What to do: Check each statement against the Thomas Maurer profile below. For each, answer yes or no and quote the deciding words. (a) Maurer began his career in 1982 in foreign exchange. (b) Maurer won the Swiss derivative award for the best money market product in 2014. (c) The interview took place in Geneva.

Text block:
== == ==
Could Bitcoin become a repo asset? In our first edition of the CLST Talks, we sit together with Thomas Maurer at our office in Zurich to talk about all things money markets, new money markets and his overall view on the role digital assets play in the new era of financial services. Below you can enjoy the transcribed interview between Thomas Maurer, Bara Caldova and CLST CEO, Michael Guzik.
About Thomas Maurer
With over 40 years of experience, Thomas Maurer is a true veteran in the field of money markets. He started his career in 1982 doing foreign exchange (FX options and FX forwards), while slowly transitioning into cash and derivative money markets products that were just about to emerge in the 1990ties. He then went on to become group treasurer at Julius Bär. In this position, he was a market maker for interest rate derivatives. After a quick liaison with Vontobel, Maurer moved back to Julius Bär, taking over the role as the Global Head Interest Rate Competence Center and Member of the Groups Asset & Liability Investment Committee his last function at the bank. Thomas won the Swiss derivative award for the best money market product in 2013, 2016, and 2017. Today, he is working for Convexis Group as CIO and partner. Convexis offers money market solutions (short-term securities with a fixed tenor and guaranteed yield) to investors around the globe. His connection to CLST is that of a key opinion leader – he regularly exchanges knowledge with the team regarding interest rate markets.
== == ==
Data section:
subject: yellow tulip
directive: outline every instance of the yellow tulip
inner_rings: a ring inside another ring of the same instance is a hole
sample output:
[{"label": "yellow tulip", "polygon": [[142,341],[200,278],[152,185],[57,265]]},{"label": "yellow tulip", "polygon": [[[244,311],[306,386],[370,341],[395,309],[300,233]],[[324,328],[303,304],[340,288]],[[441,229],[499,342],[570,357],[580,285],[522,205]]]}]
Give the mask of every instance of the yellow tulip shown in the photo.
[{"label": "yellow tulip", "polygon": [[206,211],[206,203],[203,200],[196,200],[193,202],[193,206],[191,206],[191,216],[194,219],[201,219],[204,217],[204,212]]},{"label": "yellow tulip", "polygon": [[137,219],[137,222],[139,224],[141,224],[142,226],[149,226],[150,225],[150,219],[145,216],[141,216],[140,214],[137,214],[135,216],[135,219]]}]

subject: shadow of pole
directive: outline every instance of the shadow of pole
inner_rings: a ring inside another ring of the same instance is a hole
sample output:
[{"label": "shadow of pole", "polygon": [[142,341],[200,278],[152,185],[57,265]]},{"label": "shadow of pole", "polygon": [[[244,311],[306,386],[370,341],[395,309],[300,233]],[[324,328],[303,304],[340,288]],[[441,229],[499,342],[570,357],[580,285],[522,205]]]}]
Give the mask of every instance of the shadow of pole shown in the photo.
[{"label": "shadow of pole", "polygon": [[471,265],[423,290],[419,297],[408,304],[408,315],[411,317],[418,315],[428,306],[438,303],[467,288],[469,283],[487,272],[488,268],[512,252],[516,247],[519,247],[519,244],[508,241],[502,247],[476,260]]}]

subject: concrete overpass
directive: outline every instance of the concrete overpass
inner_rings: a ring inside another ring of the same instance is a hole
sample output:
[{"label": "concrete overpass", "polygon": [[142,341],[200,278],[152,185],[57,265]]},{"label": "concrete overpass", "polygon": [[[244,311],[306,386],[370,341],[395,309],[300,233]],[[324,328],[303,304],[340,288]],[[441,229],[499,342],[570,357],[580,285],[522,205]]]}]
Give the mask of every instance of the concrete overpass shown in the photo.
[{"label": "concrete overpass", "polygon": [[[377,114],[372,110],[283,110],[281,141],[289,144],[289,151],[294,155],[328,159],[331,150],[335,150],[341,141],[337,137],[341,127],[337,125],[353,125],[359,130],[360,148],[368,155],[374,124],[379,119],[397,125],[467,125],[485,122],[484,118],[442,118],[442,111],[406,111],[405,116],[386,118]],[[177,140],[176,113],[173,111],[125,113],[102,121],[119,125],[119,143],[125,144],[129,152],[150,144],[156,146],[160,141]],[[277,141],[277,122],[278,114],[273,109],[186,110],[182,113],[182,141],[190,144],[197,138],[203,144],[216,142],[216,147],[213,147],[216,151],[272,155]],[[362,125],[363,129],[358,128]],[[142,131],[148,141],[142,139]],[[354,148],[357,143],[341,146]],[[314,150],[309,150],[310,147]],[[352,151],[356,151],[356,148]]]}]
== == ==
Finished task:
(a) Yes: "He started his career in 1982 doing foreign exchange (FX options and FX forwards)"
(b) No: "Thomas won the Swiss derivative award for the best money market product in 2013, 2016, and 2017."
(c) No: "we sit together with Thomas Maurer at our office in Zurich"